# Your task
Repeat the lines of the listing below exactly, starting at the line that contains "Guideline: the keypoint for each instance of the metal" and running through the last line, both included, and only those.

--- Excerpted records ---

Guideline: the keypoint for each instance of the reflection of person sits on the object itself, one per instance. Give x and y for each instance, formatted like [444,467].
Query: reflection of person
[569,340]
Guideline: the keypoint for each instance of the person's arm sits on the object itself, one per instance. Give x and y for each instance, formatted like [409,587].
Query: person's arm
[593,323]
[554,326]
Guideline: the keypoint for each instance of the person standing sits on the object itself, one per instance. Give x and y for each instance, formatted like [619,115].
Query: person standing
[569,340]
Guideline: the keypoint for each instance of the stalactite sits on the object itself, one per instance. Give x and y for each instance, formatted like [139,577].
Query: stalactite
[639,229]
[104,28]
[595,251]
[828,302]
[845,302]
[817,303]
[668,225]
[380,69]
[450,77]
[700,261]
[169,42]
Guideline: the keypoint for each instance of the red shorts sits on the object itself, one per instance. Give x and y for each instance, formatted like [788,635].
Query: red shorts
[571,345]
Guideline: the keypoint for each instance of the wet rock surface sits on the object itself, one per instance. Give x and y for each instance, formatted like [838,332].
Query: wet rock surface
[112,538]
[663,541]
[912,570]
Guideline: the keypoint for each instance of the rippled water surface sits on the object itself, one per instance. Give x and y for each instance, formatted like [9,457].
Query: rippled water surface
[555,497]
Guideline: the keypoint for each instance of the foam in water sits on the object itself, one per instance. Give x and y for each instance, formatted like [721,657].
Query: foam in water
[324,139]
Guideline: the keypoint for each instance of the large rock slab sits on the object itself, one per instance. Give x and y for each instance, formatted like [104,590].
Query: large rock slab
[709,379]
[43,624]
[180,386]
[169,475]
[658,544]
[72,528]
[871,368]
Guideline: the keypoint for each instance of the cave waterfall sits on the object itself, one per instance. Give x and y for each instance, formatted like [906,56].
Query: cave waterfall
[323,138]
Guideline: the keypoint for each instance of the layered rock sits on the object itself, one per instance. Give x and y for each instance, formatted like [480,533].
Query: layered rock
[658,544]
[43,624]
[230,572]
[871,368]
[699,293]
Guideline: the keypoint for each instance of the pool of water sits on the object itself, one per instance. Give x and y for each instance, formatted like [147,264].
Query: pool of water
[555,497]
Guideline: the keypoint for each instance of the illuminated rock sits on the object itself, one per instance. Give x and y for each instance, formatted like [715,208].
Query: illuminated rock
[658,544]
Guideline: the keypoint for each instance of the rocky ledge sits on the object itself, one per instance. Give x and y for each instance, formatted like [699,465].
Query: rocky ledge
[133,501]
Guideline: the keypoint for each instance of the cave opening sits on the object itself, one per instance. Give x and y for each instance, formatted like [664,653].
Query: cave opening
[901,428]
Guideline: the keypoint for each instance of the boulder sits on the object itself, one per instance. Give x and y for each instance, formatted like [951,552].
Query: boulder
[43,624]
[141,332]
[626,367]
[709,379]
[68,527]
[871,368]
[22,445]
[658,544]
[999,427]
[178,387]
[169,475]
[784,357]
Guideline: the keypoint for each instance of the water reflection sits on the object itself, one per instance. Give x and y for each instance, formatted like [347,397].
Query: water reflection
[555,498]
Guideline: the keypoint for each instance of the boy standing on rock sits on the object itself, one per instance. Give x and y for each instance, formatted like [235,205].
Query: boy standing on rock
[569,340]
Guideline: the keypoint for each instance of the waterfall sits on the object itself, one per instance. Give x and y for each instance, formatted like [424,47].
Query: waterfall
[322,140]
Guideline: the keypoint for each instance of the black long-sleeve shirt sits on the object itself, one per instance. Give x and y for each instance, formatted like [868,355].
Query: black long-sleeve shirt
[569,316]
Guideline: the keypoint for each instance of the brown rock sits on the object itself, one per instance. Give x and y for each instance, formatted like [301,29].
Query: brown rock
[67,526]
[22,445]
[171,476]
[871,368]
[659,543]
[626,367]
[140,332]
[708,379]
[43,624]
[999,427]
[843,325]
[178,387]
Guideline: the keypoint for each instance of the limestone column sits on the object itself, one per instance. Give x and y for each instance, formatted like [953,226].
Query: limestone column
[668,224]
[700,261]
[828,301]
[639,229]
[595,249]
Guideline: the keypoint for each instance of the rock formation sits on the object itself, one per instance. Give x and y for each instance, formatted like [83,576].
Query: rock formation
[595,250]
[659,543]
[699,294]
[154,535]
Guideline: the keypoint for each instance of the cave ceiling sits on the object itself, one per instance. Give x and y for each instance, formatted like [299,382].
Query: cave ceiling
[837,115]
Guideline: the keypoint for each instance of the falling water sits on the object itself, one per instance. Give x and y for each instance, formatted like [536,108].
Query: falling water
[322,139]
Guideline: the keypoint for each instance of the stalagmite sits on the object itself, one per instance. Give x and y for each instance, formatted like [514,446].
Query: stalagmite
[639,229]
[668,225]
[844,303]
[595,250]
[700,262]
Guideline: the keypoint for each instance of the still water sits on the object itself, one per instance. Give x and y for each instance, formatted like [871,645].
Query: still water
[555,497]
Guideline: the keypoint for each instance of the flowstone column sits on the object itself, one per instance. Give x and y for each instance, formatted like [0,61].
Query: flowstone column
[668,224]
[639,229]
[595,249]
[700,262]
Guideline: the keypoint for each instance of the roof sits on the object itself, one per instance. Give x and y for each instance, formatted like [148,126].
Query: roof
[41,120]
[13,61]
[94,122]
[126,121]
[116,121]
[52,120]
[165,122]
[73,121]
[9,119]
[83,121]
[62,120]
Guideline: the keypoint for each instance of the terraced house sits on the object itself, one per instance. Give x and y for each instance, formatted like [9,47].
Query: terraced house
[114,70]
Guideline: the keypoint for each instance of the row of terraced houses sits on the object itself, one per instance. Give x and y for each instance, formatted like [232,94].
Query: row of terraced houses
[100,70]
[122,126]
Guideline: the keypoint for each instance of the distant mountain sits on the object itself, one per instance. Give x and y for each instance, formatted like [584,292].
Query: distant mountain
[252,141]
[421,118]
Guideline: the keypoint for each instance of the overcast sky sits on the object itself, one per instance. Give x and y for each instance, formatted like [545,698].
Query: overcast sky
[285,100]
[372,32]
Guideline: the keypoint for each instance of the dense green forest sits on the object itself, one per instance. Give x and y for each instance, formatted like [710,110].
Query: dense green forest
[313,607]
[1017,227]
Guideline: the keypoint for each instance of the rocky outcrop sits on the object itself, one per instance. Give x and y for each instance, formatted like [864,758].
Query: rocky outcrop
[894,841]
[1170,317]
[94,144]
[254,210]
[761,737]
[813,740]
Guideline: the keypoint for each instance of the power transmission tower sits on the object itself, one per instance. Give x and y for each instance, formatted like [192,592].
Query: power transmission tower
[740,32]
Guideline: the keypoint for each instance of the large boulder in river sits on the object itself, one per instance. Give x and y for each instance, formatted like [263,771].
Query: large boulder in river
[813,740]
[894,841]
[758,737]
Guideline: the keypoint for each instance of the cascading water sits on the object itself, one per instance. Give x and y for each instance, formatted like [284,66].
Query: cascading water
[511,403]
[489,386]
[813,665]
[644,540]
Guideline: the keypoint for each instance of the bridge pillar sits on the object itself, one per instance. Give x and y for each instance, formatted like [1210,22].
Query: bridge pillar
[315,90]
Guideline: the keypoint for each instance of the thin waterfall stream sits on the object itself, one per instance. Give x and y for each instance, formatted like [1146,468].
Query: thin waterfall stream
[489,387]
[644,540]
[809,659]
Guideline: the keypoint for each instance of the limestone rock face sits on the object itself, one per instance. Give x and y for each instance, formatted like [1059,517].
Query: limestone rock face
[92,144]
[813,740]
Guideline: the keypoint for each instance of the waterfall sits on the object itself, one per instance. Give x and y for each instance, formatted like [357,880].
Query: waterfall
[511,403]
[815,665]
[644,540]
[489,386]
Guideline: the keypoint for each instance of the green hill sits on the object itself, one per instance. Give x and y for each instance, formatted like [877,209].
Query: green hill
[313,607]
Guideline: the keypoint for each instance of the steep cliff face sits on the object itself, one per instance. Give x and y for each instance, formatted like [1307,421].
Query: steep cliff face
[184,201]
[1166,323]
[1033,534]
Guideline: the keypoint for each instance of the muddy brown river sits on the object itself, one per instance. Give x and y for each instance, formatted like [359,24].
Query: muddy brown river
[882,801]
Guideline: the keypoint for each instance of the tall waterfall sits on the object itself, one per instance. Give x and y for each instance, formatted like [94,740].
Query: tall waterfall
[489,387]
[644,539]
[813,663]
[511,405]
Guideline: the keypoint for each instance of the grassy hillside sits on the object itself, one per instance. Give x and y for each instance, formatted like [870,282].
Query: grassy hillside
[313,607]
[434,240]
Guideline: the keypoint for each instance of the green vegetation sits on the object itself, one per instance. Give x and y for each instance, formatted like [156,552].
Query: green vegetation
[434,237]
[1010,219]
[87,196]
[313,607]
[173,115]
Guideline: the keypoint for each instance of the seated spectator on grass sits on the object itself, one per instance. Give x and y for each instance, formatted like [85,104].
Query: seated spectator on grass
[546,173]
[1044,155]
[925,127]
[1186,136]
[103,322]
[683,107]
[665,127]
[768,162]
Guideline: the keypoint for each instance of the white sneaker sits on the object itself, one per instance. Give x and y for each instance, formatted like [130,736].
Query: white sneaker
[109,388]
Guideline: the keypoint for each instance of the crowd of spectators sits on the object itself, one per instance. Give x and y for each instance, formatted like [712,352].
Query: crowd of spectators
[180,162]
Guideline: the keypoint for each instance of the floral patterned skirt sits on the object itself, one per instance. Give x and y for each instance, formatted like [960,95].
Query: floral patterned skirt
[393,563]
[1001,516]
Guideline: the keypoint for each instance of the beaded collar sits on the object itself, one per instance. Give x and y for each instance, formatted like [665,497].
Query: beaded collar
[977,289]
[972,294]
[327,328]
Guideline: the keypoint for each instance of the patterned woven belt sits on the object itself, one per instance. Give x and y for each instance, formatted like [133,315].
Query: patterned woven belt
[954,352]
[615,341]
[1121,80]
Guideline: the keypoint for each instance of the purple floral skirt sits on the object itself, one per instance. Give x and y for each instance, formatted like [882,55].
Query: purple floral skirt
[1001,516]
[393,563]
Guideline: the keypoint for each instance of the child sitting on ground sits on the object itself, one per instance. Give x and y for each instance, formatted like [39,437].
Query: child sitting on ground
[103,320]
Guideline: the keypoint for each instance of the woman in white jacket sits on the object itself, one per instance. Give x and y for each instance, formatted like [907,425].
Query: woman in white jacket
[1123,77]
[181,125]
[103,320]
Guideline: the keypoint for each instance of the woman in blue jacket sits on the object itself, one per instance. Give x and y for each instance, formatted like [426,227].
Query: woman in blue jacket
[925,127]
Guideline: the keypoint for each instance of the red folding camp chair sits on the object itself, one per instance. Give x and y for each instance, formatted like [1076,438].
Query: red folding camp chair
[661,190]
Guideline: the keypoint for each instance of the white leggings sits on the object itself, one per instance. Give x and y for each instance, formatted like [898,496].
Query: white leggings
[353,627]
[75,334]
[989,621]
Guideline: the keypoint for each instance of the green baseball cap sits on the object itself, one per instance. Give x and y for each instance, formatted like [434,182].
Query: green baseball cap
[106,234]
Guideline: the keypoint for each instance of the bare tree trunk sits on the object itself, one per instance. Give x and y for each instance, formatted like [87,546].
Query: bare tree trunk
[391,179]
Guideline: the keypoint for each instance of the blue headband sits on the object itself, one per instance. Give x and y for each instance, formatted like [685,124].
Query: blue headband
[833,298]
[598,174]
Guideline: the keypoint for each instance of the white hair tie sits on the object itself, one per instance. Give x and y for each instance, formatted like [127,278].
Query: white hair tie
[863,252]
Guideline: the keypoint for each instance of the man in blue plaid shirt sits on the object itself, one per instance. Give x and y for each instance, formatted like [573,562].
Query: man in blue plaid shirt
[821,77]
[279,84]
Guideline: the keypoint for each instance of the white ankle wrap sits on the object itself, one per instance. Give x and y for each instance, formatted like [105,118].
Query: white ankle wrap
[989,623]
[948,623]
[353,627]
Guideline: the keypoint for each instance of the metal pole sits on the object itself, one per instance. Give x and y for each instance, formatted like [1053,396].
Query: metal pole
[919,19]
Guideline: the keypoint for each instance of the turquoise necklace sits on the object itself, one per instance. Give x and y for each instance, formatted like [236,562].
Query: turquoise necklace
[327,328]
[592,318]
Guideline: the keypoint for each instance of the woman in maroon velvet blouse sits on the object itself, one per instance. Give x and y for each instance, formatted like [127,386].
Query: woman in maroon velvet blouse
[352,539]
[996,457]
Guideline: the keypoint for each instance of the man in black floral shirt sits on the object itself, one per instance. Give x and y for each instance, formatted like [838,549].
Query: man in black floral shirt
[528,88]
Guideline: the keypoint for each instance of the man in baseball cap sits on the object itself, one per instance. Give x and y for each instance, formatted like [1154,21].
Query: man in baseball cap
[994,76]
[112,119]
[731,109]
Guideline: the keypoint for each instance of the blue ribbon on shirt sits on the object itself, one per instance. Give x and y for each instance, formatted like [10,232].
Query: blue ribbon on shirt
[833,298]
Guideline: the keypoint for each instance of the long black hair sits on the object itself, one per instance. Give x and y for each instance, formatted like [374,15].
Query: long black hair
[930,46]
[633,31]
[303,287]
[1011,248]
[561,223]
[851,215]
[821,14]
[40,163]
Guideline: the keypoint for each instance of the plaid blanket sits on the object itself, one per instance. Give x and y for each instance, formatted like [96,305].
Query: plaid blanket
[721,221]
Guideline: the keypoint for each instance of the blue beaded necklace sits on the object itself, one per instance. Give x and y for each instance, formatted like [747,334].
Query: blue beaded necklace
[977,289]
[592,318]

---

# The output
Guideline: the keypoint for each instance of the metal pole sits on the object itself, one per instance. Give x and y for each instance, formatted like [1053,396].
Query: metal pole
[919,19]
Guideline: the keypoint for each instance of the turquoise necklace sits on the object itself, one per instance. Give x and y for each instance, formatted like [236,562].
Query: turquoise necklace
[327,328]
[592,318]
Guideline: the keypoint for each instance of the woman in maroon velvet blouse sits on the object itself, one per instance. Give x and y for each instance, formatted like [127,386].
Query: woman in maroon velvet blouse
[352,539]
[996,457]
Guideline: the keypoint for each instance of the man in black floral shirt sits on the object itself, one per instance. Give x and y for each instance, formatted like [838,549].
Query: man in black floral shirt
[528,88]
Guideline: the keypoint for each instance of the man in baseball cap sits on the object itself, one per instance. Give x and y for each instance, formatted like [1154,21].
Query: man in baseball cap
[994,76]
[112,119]
[731,109]
Guideline: the keypoint for each instance of the blue ribbon on shirt sits on the object itself, one per instance. Give x and y for each instance, formatted like [10,232].
Query: blue ribbon on shirt
[833,298]
Guideline: the keypoint for each instance of the long black hair sits on the object itself, one per instance. Give x and y for each instance, formatted like [374,15].
Query: long black hair
[930,46]
[633,31]
[303,287]
[1011,248]
[561,223]
[851,215]
[821,14]
[40,163]
Guideline: the keypoint for each instance of the plaid blanket sits on the object itself, one per instance. Give x and y for each instance, formatted like [96,305].
Query: plaid blanket
[721,221]
Guideline: the keypoint for each instance of the blue beaded necklace sits on the object itself, one per instance. Give x and y for each instance, formatted like [747,334].
Query: blue beaded necklace
[977,289]
[592,318]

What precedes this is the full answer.